Page excerpt:
▽
Where IPW is neutral: gender and education

Gender ECE gap changes by +0.0004. Education ECE gap changes by +0.0008. Both within sampling noise. Neither represents a meaningful directional shift. Gender and education weren't primary drivers of the approval filter, so there was no selection-induced calibration distortion along those axes for IPW to correct — and it didn't introduce new distortions either.

The threshold problem

At a fixed population-level decision threshold, IPW widens the FNR gap on age from 0.4193 to 0.4589. This sounds bad, but the mechanism is specific: IPW pushes predicted probabilities upward for younger, higher-risk applicants (who look most like the rejected population), which at a fixed threshold improves detection of young defaulters (under-30 FNR drops from 0.1741 to 0.1674) while worsening detection of older ones (60+ FNR rises from 0.5934 to 0.6262).

The 60+ group suffers most because their true default rate (5.1%) already sits below the population-level threshold. A small upward shift in their predicted probabilities is insufficient to flip their classification. This is a property of single-threshold decision rules, not a failure of IPW — it requires segment-specific thresholds to resolve.

IPW improves fairness precisely where selection bias was the underlying cause of disparity, and stays out of the way elsewhere. For regulatory reporting, that's the ideal behavior. For threshold-based error rate disparity, probability recalibration alone is not sufficient — segment-specific thresholds or explicit fairness constraints during training are required.

The Same Pattern, Five Times Over

Every phase of this project produced the same finding from a different angle. Selection bias in credit risk modeling is a calibration problem, not a discrimination problem. Its effects concentrate exactly where the training data was thinnest — and the correction methods that work best are the ones that respect that structure rather than trying to fill in the gaps with assumptions.

ECE tripled to nearly fivefold from approved to rejected populations. AUC barely moved. The model can rank; it can't price.
△
Data:
▽
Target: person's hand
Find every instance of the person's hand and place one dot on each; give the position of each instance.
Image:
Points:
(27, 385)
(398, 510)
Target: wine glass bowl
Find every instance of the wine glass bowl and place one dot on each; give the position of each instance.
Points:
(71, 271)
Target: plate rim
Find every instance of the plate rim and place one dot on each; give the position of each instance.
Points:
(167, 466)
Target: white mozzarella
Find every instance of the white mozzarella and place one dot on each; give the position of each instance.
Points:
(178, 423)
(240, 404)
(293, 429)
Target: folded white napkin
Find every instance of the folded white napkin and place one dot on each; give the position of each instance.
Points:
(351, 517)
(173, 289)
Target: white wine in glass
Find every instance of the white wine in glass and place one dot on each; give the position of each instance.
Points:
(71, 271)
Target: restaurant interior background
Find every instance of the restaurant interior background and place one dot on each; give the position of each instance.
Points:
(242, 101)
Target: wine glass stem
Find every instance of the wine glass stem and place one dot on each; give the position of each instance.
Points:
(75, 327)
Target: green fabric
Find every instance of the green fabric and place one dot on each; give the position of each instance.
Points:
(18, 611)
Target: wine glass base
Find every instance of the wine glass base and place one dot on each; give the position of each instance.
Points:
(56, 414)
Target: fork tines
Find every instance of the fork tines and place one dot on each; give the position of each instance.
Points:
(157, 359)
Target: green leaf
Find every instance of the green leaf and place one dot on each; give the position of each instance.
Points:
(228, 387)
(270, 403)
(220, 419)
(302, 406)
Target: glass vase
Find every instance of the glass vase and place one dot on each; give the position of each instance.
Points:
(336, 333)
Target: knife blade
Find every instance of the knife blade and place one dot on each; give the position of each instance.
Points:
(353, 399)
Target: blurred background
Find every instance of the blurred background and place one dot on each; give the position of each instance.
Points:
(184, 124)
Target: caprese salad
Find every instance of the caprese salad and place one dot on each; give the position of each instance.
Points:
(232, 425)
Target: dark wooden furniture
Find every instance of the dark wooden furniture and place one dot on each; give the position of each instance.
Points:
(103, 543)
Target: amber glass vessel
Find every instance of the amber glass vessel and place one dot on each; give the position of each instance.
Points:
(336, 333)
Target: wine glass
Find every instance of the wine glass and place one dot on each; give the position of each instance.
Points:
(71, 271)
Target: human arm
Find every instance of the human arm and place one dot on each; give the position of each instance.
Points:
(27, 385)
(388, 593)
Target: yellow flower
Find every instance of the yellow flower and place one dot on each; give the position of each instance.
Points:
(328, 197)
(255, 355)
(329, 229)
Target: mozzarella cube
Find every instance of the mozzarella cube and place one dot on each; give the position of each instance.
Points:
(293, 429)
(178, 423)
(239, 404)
△
Your tasks:
a – In two sentences, summarize the credit-risk modeling excerpt on IPW and fairness.
b – Extend the credit-risk modeling excerpt on IPW beyond its final line, "The model can rank; it can't price."

Task-by-task results:
a – IPW left the gender and education ECE gaps essentially unchanged because those attributes weren't primary drivers of the approval filter. At a fixed population-level threshold, however, it widened the age FNR gap from 0.4193 to 0.4589, which the excerpt attributes to single-threshold decision rules rather than to IPW, and the excerpt concludes that selection bias in credit risk modeling is a calibration problem, not a discrimination problem.

b –
EM achieved ECE of 0.0027 — better than the baseline — by recovering the true population default rate (13.31% vs. 13.32% actual). No method improved AUC meaningfully.

IPW corrects early-period hazard underestimation. DeepHitSingle improves C-index by 0.0408 over Cox baseline. The 5-month temporal gap between approved and rejected defaulters is measurable and partially recoverable.

LR's underfitting is self-correcting under population shift. XGBoost's 0.0165 overfitting gap is well-controlled. Model simplicity is a fairness property, not just a design constraint.

IPW cut age ECE disparity by 45%. Gender and education were unchanged. Correction methods fix the disparities they're designed to fix — and no others.

The practical implication is this: a bank that backtests on historical approved loans will see good calibration and feel confident. The moment it expands its approval policy — taking on applicants who look like historically rejected ones — realized default rates will exceed predictions. Not uniformly. Most severely for the subgroups that were rejected most aggressively. Not because the model can't rank them, but because its probabilities were always conditional on approval, not on borrowing. That distinction becomes visible exactly at the boundary where new lending happens.

The fix isn't a better algorithm. It's knowing what the training data actually represents — and building that understanding into every step from feature engineering to model deployment to regulatory reporting.